Formerly known as German South West Africa, current day Namibia is a peculiar shape. In the northeast corner is a 500km long, narrow salient, rather like a pan handle, sandwiched between Angola in the north and Botswana in the south, and running eastwards towards Zambia. This land was granted to Germany in 1890 following a deal with the UK to give Germany access to the Zambezi River and Africa’s east coast. We got Zanzibar. This salient is known as the Caprivi Strip after the then German chancellor General Count Georg Leo von Caprivi di Caprara di Montecuccoli. What a name! No wonder they stripped it down to Caprivi. 😆
Unfortunately, the Zambezi River proved to be unnavigable owing to the precipitously majestic VIctoria Falls. OOPS!
It was Victoria Falls that we were now setting off to see. Today was billed as a long day, with maybe 9 hours of driving, depending on time taken at border crossings, so we set off at 06:00 following an early breakfast and bidding farewell to Capt. Sam and his houseboat.
Since the roads don’t directly match the land acquisition, there were to be an alarming number of border crossings or, at least, queues for border crossings:
- leave Botswana;
- enter Namibia;
- leave Namibia;
- re-enter Botswana;
- leave Botswana again;
- enter Zambia.
These, of course, came with paperwork, most notably the endless Covid-19 health questionnaires (have you got a cough, sniffles, fever ..?) accompanied by flashing your Covid-19 vaccination certificate. Most of the crossings “should be quiet” but entering Zambia “can be a lengthy process”. At least #5 & #6 were combined in the same facility though the earlier ones were separated. Poor ol’ Bibi was going to have to join 6 queues at the last to include vehicle formalities.

════════════════════

● Check your understanding
- 1) Sum up the travel account about the Caprivi Strip in two sentences.
- 2) Repeat the passage of the travel account starting with "It was Victoria" and going on through "- enter Zambia.", renaming "border crossings" as "frontier posts" throughout.
The lines have nothing to do with this travel account.

● Recorded information
════════════════════

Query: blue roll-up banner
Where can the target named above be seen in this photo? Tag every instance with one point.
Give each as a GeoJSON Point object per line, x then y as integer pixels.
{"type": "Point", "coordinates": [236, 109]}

════════════════════

● List of solutions
- 1) Namibia, once German South West Africa, has a narrow 500 km strip in its northeast, known as the Caprivi Strip, which Germany received in 1890 to reach the Zambezi River, though Victoria Falls made the river unnavigable. On a long drive to Victoria Falls, the group faced a series of border crossings between Botswana, Namibia and Zambia, each with Covid-19 paperwork.

- 2)
It was Victoria Falls that we were now setting off to see. Today was billed as a long day, with maybe 9 hours of driving, depending on time taken at frontier posts, so we set off at 06:00 following an early breakfast and bidding farewell to Capt. Sam and his houseboat.
Since the roads don’t directly match the land acquisition, there were to be an alarming number of frontier posts or, at least, queues for frontier posts:
- leave Botswana;
- enter Namibia;
- leave Namibia;
- re-enter Botswana;
- leave Botswana again;
- enter Zambia.